» **Your goal**
Put every line of the data below into a JSON list of strings, one string per line. Skip blank lines and leave the pictures out.

━━━━━ Dataset extract

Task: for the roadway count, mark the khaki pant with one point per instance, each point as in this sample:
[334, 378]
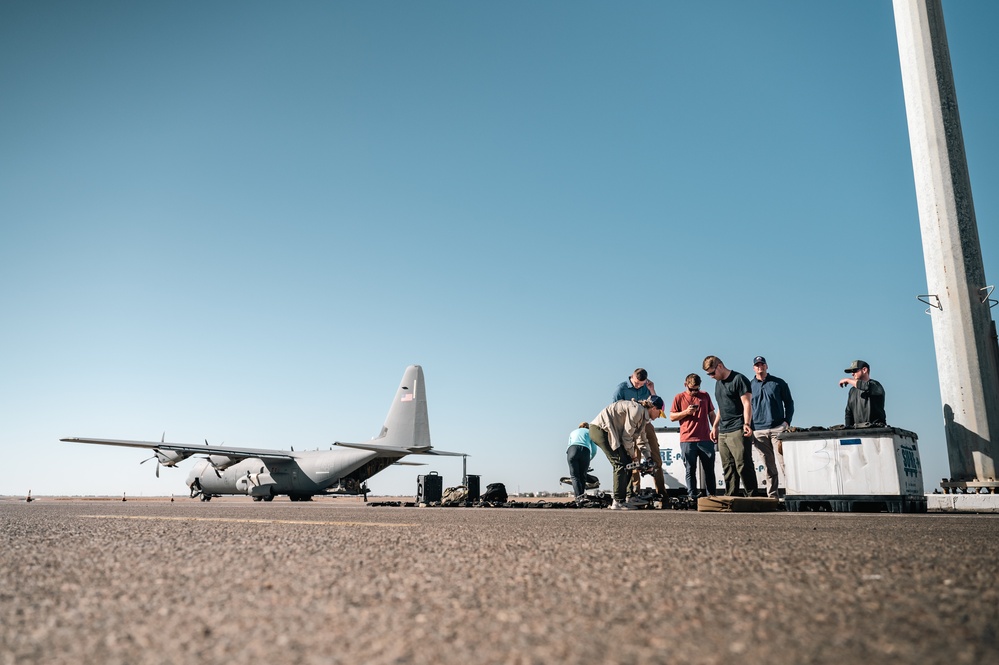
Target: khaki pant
[737, 463]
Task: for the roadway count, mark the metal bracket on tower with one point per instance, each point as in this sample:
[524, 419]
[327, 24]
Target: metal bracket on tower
[925, 300]
[985, 299]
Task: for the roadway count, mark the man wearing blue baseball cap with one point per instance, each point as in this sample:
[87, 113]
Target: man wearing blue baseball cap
[773, 408]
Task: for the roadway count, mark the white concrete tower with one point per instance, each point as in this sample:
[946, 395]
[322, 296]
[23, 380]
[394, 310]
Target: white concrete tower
[963, 331]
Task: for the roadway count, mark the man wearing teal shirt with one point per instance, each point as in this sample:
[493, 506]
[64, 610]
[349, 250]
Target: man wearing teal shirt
[580, 453]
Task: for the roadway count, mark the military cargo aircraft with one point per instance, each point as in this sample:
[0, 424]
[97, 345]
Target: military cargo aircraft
[264, 474]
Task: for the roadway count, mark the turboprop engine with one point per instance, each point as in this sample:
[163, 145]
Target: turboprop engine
[166, 458]
[221, 462]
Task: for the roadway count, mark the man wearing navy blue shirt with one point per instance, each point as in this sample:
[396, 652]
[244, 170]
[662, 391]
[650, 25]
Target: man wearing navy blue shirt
[773, 409]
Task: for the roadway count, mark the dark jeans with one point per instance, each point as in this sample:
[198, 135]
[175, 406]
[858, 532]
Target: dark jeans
[704, 451]
[579, 462]
[619, 460]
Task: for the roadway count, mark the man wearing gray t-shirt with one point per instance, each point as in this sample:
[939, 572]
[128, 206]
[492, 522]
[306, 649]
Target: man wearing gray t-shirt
[733, 426]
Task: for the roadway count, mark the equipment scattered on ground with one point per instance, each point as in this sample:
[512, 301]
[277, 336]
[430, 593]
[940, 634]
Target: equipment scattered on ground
[472, 483]
[495, 493]
[645, 467]
[429, 488]
[455, 495]
[592, 482]
[737, 504]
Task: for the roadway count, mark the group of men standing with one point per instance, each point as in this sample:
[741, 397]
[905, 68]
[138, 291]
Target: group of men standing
[750, 413]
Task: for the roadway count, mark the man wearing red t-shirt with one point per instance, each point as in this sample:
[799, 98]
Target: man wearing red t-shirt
[694, 411]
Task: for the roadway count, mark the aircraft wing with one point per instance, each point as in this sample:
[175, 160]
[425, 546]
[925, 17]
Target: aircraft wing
[415, 450]
[232, 453]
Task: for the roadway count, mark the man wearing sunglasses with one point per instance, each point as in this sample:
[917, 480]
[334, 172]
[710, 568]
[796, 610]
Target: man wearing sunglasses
[865, 405]
[733, 426]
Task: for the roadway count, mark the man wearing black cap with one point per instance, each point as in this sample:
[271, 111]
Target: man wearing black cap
[865, 405]
[773, 408]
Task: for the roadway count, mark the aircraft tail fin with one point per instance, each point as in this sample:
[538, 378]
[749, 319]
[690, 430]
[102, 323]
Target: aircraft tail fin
[407, 424]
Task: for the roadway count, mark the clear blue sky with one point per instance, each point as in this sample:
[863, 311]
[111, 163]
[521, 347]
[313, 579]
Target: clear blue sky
[240, 221]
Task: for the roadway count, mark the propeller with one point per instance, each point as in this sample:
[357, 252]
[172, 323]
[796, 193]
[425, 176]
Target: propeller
[162, 440]
[218, 474]
[157, 464]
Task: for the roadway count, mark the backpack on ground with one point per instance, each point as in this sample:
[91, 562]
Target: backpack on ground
[454, 495]
[495, 493]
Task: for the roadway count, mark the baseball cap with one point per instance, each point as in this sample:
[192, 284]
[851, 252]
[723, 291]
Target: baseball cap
[856, 365]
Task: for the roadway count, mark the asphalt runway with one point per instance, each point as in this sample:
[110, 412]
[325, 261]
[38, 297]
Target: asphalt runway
[340, 582]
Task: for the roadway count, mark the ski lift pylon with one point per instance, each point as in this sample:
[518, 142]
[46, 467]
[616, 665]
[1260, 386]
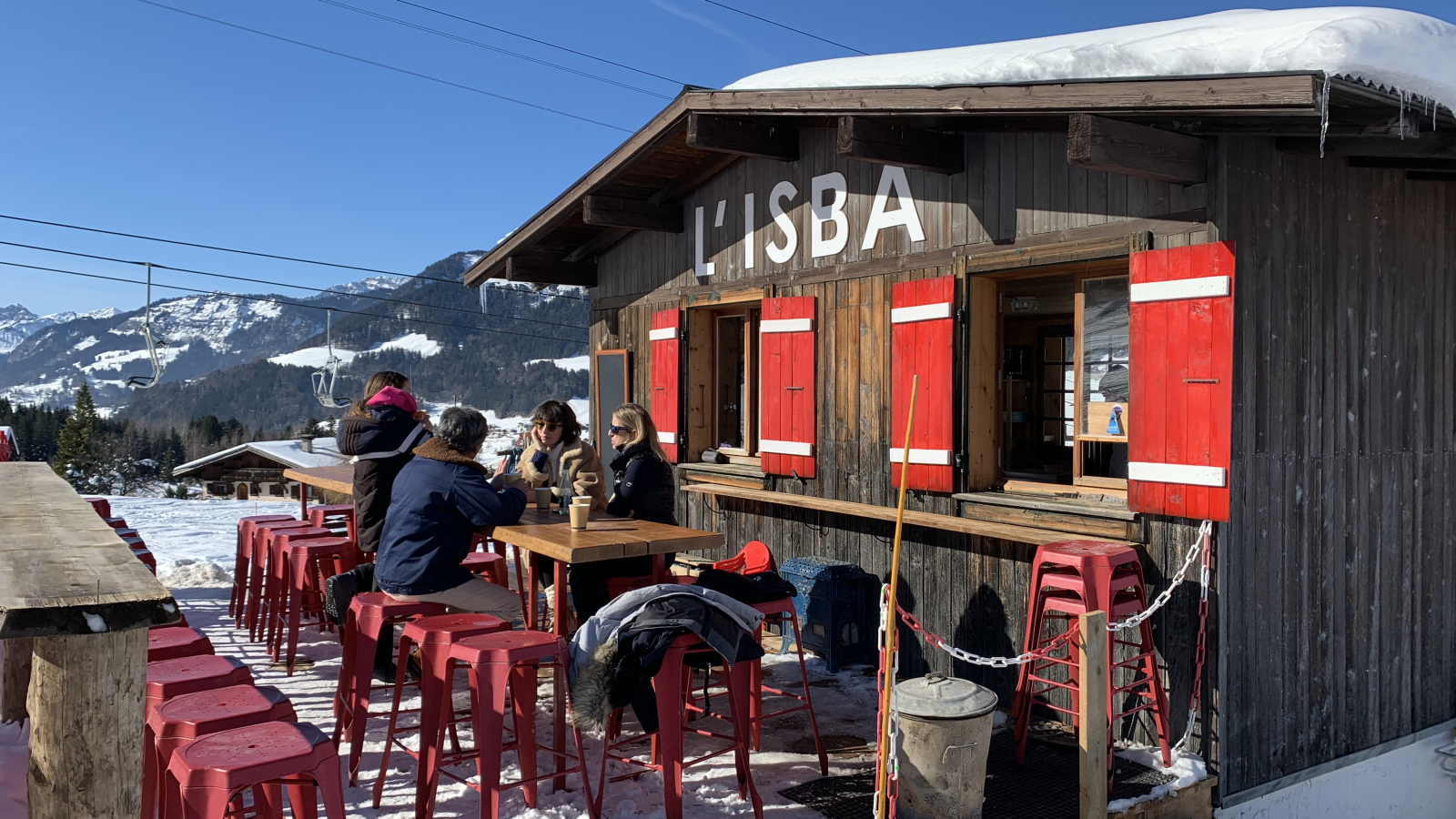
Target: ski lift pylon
[324, 378]
[159, 365]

━━━━━━━━━━

» **Result of this task**
[
  "Task: for the roadway count, mark the khaki pant with one point per instance, each point as in this sample:",
  "[334, 378]",
  "Target: khaki pant",
  "[737, 463]",
  "Task: for the roadway count, mark the metal bracket on tower with one point per instance, each point as in this sample:",
  "[524, 419]",
  "[327, 24]",
  "Target: metal bracket on tower",
  "[925, 300]",
  "[985, 299]",
  "Task: for the roadway count, mark the man wearing blue baseball cap with one point per instance, each point as in this sample:",
  "[87, 113]",
  "Target: man wearing blue baseball cap",
  "[773, 408]",
  "Task: for the roadway count, mark the white concrete tower with one point per instance, each point as in this sample:",
  "[946, 395]",
  "[322, 296]",
  "[23, 380]",
  "[394, 310]",
  "Target: white concrete tower",
  "[963, 331]",
  "Task: for the roadway count, mark the man wearing teal shirt with one point per instance, each point as in this sample:",
  "[493, 506]",
  "[64, 610]",
  "[349, 250]",
  "Target: man wearing teal shirt",
  "[580, 453]",
  "Task: for the roadway count, mark the military cargo aircraft with one point per instance, each point as in this sample:",
  "[0, 424]",
  "[97, 345]",
  "Target: military cargo aircraft",
  "[264, 474]",
  "Task: for the roadway count, mark the turboprop engine with one point per instance, each point as in this sample:",
  "[163, 145]",
  "Target: turboprop engine",
  "[166, 458]",
  "[221, 462]",
  "Task: for the roadway count, mark the man wearing navy blue shirt with one point per instance, each point as in this sample:",
  "[396, 652]",
  "[244, 170]",
  "[662, 391]",
  "[650, 25]",
  "Target: man wearing navy blue shirt",
  "[773, 409]",
  "Task: for the roadway count, mark the dark jeans with one point per instance, each point as in this sample:",
  "[198, 135]",
  "[175, 406]",
  "[858, 532]",
  "Target: dark jeans",
  "[704, 451]",
  "[579, 462]",
  "[619, 460]",
  "Task: for the roadway count, mark the man wearing gray t-shirt with one point per instance, each point as in this sample:",
  "[939, 572]",
  "[128, 206]",
  "[492, 522]",
  "[306, 649]",
  "Target: man wearing gray t-shirt",
  "[733, 426]",
  "Task: for the roadway count, mark the equipment scattered on ground with one point per instance, each point as in this sample:",
  "[512, 301]",
  "[277, 336]",
  "[430, 593]",
  "[940, 634]",
  "Target: equipment scattered on ground",
  "[472, 483]",
  "[495, 493]",
  "[645, 467]",
  "[429, 488]",
  "[455, 495]",
  "[592, 482]",
  "[737, 504]",
  "Task: for the roadway count, mark the group of men standing with one point per instance, each point as in this sample:",
  "[741, 397]",
  "[905, 68]",
  "[138, 291]",
  "Target: group of men standing",
  "[750, 413]",
  "Task: for the roadway count, mark the man wearing red t-shirt with one point per instance, each point as in this sample:",
  "[799, 98]",
  "Target: man wearing red t-shirt",
  "[694, 411]",
  "Task: for the roadway count, mark the aircraft wing with one point per instance, each point as in this sample:",
  "[175, 160]",
  "[425, 546]",
  "[925, 17]",
  "Target: aircraft wing",
  "[415, 450]",
  "[232, 453]",
  "Task: for the roadway count, mark the man wearing sunglasses with one point per instance, each point as in this sample:",
  "[917, 480]",
  "[334, 172]",
  "[710, 568]",
  "[796, 610]",
  "Target: man wearing sunglasses",
  "[865, 405]",
  "[733, 426]",
  "Task: for the roadway count, mark the man wearing black cap with one point per instance, each point as in this sample:",
  "[271, 111]",
  "Target: man wearing black cap",
  "[865, 405]",
  "[773, 408]",
  "Task: for the roadway count, mark the aircraft tail fin with one point per instance, each point as in this sample:",
  "[538, 378]",
  "[749, 319]",
  "[690, 430]",
  "[102, 323]",
  "Target: aircraft tail fin",
  "[407, 424]",
  "Task: for the roadway count, mark the clear blue sky with one point per instance, each point as in this sample:",
  "[863, 311]",
  "[111, 163]",
  "[521, 347]",
  "[313, 579]",
  "Target: clear blue sky",
  "[240, 221]",
  "Task: for the roadway count, mark the propeller with one point per instance, each point as in this sample:",
  "[357, 252]",
  "[172, 323]",
  "[796, 193]",
  "[425, 176]",
  "Target: propeller",
  "[162, 440]",
  "[218, 474]",
  "[157, 464]",
  "Task: for the roadway count, mark the backpack on ground with one point per instance, each point as in this sample:",
  "[91, 562]",
  "Target: backpack on ground",
  "[454, 495]",
  "[495, 493]",
  "Task: for the roadway count, mark the baseball cap with one point per instance, each point as in this sample:",
  "[192, 284]",
  "[851, 252]",
  "[723, 291]",
  "Target: baseball cap",
  "[856, 365]",
  "Task: for the roadway count, mark the asphalt runway with one point per instance, each point as in this sample:",
  "[110, 412]",
  "[325, 261]",
  "[38, 297]",
  "Target: asphalt runway",
  "[340, 582]",
  "Task: for the roadway count, mark the ski lift pylon with one point per instance, each point as in this sample:",
  "[518, 142]",
  "[46, 467]",
  "[616, 665]",
  "[1260, 386]",
  "Target: ski lift pylon",
  "[324, 378]",
  "[159, 365]"
]